Excerpt from a dataset
· · · · ·
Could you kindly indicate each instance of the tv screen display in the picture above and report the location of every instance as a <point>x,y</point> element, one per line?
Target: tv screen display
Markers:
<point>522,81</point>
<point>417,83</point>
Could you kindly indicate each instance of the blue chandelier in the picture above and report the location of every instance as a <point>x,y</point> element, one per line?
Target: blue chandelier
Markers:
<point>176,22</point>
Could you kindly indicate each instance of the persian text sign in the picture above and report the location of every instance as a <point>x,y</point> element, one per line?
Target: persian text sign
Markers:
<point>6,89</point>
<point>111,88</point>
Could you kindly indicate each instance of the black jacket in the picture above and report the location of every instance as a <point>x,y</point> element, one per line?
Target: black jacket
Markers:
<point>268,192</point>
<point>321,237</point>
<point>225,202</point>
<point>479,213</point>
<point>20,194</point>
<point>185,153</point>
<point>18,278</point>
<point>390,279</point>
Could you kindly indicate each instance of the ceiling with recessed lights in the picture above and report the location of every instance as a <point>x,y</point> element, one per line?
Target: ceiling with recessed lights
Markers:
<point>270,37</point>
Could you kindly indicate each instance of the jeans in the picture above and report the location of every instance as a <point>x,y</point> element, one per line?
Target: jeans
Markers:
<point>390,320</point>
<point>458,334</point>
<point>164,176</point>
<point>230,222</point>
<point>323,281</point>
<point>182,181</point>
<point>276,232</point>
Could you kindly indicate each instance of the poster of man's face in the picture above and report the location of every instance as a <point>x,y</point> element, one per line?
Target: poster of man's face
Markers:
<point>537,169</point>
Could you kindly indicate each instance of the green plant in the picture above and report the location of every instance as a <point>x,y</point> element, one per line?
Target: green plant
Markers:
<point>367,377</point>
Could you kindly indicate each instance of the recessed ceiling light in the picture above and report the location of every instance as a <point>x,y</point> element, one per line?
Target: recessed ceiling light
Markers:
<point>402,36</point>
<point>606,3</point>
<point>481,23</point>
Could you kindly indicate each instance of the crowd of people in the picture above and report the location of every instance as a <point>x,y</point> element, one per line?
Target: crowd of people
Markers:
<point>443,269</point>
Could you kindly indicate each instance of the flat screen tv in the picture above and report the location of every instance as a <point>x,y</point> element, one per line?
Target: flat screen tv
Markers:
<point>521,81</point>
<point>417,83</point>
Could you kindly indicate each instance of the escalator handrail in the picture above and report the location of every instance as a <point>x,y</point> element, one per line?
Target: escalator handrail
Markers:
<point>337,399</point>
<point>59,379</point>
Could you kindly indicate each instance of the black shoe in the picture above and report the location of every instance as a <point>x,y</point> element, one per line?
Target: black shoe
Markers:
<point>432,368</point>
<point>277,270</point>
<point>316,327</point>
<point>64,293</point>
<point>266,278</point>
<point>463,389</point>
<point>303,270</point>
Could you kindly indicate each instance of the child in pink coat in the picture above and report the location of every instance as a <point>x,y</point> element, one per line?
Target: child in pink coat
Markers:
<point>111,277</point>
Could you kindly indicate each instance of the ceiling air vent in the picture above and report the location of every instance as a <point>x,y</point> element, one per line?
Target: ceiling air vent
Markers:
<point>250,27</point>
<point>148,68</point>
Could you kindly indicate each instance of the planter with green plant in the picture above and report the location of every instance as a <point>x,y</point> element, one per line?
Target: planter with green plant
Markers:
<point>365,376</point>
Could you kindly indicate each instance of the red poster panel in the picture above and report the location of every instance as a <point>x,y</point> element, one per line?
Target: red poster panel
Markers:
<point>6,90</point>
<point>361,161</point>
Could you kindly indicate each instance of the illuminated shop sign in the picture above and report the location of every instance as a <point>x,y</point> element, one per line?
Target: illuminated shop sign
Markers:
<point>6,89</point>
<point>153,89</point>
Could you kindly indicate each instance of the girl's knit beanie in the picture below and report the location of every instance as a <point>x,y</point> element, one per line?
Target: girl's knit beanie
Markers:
· · · · ·
*The problem*: Duplicate all of the lines above exactly, without changing anything.

*Correct output*:
Could you kindly indicate each instance of the tv screen display in the picture above and report the location of every instance as a <point>x,y</point> element, one per line?
Target: tv screen display
Markers:
<point>522,81</point>
<point>417,83</point>
Could you kindly indicate each instance of the blue chandelier in the picture above and report the location of every instance as a <point>x,y</point> element, one per line?
Target: blue chandelier
Markers:
<point>176,22</point>
Could you kindly indicate each instance of the persian text sign in the picture above and report the location of every instance as a <point>x,y</point> element, one per line?
Target: persian text sign
Markers:
<point>6,89</point>
<point>111,88</point>
Could you kindly indicate each instance of the black jacket in the picture above and report the location of every instance as a <point>x,y</point> element, one per line?
Target: black jacket
Markers:
<point>268,192</point>
<point>321,237</point>
<point>225,202</point>
<point>479,213</point>
<point>20,194</point>
<point>185,153</point>
<point>18,278</point>
<point>390,279</point>
Could you kindly indicate each instance of the ceiling with recessed lights in the picture above and report the location of every instance as a <point>x,y</point> element, one per line?
Target: ceiling with recessed lights
Markers:
<point>270,37</point>
Could you kindly indicate each instance of the jeans in the picture above and report the location of every instance as a <point>x,y</point> element, one per line?
Target: jeans
Markers:
<point>390,320</point>
<point>458,334</point>
<point>164,176</point>
<point>230,222</point>
<point>323,281</point>
<point>182,181</point>
<point>276,232</point>
Could you kindly indicate each instance of the poster of man's face in the picture above and report the location of every instance as a <point>x,y</point> element, one per line?
Target: poster of man's face
Markers:
<point>537,169</point>
Could you kindly indicate each instance of the green plant in the picture above and report the location of every instance as a <point>x,y</point> element, one per line?
Target: green plant
Markers:
<point>367,377</point>
Could you kindly indicate each instance of the recessed ceiling light in the picture above and report the location of every instance as a <point>x,y</point> element, one per line?
Target: recessed ceiling light
Markers:
<point>402,36</point>
<point>606,3</point>
<point>481,23</point>
Could you kindly indicate each instance of the crowd of people in the picture above and report the location of every instance as a <point>x,y</point> element, one per line?
Target: crowd of people
Markers:
<point>443,269</point>
Could you kindly indicate each instance of the flat screen tv in the picture above and report the location of every instance as a <point>x,y</point> element, one per line?
Target: flat screen tv
Markers:
<point>521,81</point>
<point>417,83</point>
Could you kindly indicate each instance of the escalator handrail in the picture above and report the location of every instance as a <point>x,y</point> element, one per line?
Target: escalator handrail
Markers:
<point>337,399</point>
<point>59,379</point>
Could you kindly indicate each instance of the black shoe in the picture above and report the location of every instance as a <point>x,y</point> element, one per line?
Target: black shoe
Markers:
<point>432,368</point>
<point>277,270</point>
<point>316,327</point>
<point>64,293</point>
<point>266,278</point>
<point>463,389</point>
<point>303,270</point>
Could you kindly indicate each instance of the child in pink coat in the picture above and report the location of every instance as a <point>x,y</point> element, one per line?
Target: child in pink coat
Markers:
<point>111,277</point>
Could you kindly indicate each instance of the ceiling air vent in the picture above and report the location of every instance as a <point>x,y</point> element, one per line?
Target: ceiling air vent
Markers:
<point>250,27</point>
<point>148,68</point>
Could you kindly indicate each instance of the planter with green plant in the picture above and report the location of every instance as a <point>x,y</point> element, one per line?
Target: planter with green plant
Markers:
<point>365,376</point>
Could you kindly indicate each instance of the red poster panel in the picture above and report the location of every instance as a <point>x,y</point> element, one per line?
Target: red poster panel
Markers:
<point>6,90</point>
<point>361,161</point>
Could you kindly indicate each instance of the illuminated shop sign in the picture above and report the location of every instance as a <point>x,y</point> element, one per line?
Target: illuminated shop sign
Markers:
<point>6,89</point>
<point>153,89</point>
Could you kindly indicate each instance of the girl's knit beanie in the picture below and report the location of every instance as a <point>x,y</point> element, one per line?
Target: girl's knit beanie
Markers:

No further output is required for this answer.